__DATA LISTING__.
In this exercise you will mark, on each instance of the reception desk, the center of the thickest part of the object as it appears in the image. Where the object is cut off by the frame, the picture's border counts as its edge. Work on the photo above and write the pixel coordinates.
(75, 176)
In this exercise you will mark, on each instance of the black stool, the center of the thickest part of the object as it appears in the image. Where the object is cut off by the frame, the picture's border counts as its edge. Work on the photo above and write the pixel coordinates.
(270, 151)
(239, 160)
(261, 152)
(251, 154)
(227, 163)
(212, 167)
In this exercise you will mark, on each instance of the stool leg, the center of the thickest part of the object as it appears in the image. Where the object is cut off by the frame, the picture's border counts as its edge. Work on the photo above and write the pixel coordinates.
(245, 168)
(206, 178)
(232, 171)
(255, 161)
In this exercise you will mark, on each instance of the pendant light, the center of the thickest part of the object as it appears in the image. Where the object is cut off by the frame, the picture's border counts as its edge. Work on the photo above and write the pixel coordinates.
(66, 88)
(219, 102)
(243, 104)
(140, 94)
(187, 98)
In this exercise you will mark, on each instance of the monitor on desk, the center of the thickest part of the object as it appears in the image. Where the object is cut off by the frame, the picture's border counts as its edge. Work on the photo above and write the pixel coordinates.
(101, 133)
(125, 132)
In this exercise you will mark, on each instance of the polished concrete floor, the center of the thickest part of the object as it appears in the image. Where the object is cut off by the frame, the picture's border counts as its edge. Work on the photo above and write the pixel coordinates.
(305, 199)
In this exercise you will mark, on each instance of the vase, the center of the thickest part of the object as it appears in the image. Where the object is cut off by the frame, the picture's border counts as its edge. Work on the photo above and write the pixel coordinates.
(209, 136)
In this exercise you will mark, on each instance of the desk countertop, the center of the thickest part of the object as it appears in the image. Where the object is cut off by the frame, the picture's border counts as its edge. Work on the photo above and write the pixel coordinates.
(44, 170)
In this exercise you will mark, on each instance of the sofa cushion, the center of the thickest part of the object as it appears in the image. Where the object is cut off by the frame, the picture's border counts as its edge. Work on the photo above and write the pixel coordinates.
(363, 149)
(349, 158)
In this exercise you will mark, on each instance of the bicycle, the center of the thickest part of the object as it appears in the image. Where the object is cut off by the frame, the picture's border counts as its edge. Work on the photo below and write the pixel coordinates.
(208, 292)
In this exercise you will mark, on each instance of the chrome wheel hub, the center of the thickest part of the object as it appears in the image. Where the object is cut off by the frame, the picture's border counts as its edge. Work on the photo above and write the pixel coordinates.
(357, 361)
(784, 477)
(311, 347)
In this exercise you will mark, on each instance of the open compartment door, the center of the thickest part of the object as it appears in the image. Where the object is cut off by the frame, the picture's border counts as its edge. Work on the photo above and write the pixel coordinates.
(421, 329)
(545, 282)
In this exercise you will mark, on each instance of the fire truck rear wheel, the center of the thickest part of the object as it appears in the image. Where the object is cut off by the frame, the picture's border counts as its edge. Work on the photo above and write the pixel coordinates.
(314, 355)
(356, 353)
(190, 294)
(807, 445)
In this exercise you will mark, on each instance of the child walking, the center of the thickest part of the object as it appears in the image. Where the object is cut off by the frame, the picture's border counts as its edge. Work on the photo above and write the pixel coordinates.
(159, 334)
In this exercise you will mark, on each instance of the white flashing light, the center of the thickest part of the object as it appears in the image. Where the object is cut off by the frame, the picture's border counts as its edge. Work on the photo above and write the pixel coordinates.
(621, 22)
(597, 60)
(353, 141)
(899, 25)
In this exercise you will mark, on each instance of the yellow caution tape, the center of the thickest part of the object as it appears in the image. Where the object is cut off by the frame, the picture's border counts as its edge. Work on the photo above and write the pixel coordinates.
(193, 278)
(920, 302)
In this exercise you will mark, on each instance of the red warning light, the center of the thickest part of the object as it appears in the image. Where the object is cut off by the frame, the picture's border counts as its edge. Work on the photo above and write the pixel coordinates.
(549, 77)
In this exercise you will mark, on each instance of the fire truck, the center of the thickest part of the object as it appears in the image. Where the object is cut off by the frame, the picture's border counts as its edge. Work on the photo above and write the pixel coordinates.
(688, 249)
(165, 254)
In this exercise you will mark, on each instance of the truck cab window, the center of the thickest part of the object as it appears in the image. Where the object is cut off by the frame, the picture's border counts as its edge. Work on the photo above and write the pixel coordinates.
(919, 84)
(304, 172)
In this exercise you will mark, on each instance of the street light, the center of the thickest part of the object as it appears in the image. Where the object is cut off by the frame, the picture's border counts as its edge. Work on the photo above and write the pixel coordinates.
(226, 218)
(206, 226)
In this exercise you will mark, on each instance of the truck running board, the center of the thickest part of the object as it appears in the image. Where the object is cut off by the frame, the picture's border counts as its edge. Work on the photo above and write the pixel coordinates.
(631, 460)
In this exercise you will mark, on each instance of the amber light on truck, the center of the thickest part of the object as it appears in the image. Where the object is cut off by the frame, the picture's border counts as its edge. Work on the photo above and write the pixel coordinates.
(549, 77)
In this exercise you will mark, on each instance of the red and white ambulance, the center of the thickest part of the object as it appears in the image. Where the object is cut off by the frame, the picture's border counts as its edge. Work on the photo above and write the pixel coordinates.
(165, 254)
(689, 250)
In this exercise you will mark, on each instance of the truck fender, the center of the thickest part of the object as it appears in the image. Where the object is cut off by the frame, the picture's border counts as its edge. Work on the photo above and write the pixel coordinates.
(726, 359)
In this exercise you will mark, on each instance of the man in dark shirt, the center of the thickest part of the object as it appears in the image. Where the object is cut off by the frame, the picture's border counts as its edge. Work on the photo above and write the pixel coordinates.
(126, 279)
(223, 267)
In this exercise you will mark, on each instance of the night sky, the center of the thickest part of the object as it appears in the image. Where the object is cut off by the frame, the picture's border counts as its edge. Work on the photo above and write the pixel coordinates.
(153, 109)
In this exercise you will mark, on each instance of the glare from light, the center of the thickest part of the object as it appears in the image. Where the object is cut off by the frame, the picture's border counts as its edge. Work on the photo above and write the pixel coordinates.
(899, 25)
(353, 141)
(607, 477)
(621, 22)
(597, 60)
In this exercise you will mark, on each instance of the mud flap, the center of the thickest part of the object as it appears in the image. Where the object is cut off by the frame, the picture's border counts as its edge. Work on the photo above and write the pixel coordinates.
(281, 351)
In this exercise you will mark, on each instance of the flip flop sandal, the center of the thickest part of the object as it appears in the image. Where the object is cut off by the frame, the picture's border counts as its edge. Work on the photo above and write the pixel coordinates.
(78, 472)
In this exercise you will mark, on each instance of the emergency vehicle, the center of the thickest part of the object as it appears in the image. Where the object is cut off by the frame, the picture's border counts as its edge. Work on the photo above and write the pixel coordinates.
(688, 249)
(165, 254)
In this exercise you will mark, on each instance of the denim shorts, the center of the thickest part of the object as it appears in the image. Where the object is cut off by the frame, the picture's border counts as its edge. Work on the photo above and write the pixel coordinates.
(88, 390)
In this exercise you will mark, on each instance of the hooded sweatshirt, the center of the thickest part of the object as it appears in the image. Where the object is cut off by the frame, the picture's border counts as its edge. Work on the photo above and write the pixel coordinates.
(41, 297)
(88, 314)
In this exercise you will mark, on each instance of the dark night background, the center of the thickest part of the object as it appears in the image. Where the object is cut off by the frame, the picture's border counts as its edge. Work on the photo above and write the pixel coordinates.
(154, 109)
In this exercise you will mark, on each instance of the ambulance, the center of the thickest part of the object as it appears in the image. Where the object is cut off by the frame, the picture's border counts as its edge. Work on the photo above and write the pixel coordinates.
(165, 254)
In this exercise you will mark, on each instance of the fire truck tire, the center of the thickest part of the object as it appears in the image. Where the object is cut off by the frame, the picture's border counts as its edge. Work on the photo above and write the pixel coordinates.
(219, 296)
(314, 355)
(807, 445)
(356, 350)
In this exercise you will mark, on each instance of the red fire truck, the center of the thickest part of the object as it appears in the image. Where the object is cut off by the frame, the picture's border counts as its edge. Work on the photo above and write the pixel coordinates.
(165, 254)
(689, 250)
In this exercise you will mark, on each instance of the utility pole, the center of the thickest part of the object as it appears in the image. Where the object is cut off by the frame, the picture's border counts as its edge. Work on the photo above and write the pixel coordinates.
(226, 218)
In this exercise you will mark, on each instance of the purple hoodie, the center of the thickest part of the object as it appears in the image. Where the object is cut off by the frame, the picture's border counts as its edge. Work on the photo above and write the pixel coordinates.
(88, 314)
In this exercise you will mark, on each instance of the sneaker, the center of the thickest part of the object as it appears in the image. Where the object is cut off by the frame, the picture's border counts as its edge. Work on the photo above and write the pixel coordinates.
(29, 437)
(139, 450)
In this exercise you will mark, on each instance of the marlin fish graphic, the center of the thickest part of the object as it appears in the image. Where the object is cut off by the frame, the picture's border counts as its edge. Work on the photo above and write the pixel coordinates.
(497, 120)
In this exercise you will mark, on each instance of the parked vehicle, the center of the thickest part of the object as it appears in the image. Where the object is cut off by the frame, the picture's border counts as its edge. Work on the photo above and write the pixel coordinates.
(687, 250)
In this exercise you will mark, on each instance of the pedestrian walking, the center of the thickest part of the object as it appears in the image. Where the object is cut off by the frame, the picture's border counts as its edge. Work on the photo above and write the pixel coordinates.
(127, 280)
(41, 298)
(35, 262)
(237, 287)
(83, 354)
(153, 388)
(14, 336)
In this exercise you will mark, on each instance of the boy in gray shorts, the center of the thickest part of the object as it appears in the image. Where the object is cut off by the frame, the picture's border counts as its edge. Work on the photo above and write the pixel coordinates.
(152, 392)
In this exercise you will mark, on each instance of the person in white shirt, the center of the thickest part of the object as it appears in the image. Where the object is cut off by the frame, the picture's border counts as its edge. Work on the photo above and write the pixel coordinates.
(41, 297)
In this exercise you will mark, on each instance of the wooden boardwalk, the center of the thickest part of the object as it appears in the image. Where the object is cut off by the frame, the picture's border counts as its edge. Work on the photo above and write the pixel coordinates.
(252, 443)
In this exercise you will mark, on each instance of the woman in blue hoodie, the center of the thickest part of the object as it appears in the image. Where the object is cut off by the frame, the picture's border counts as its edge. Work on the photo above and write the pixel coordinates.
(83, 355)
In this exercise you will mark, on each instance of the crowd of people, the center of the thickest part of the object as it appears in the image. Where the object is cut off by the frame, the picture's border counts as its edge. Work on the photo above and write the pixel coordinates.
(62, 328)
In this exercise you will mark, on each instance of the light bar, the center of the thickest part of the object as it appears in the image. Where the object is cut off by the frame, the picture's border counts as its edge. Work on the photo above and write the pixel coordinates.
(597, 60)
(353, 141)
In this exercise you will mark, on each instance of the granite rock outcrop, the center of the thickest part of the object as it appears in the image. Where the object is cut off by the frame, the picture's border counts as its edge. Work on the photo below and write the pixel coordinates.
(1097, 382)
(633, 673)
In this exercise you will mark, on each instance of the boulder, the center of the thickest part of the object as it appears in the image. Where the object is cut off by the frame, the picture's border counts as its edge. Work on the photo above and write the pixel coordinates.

__WORK REQUIRED__.
Look above for the line containing "of the granite"; reproduce it and every line after it through the end of the material, exactly, and nothing else.

__FINAL ANSWER__.
In this exercise you will mark, on each instance of the granite rock outcrop, the center of the thickest part of the object as it appears in the image. Where the object is cut off by the frame, the picture's border counts as its edge. Work on the photo below and write the pixel coordinates.
(1097, 382)
(633, 673)
In this exercise you will mark, on each instance of the boulder, the center of the thickest part of the object as it appears in the image. Where the object is cut off by the frame, the picture's border counts as its edge. Work on the photo above and write the pixel coordinates.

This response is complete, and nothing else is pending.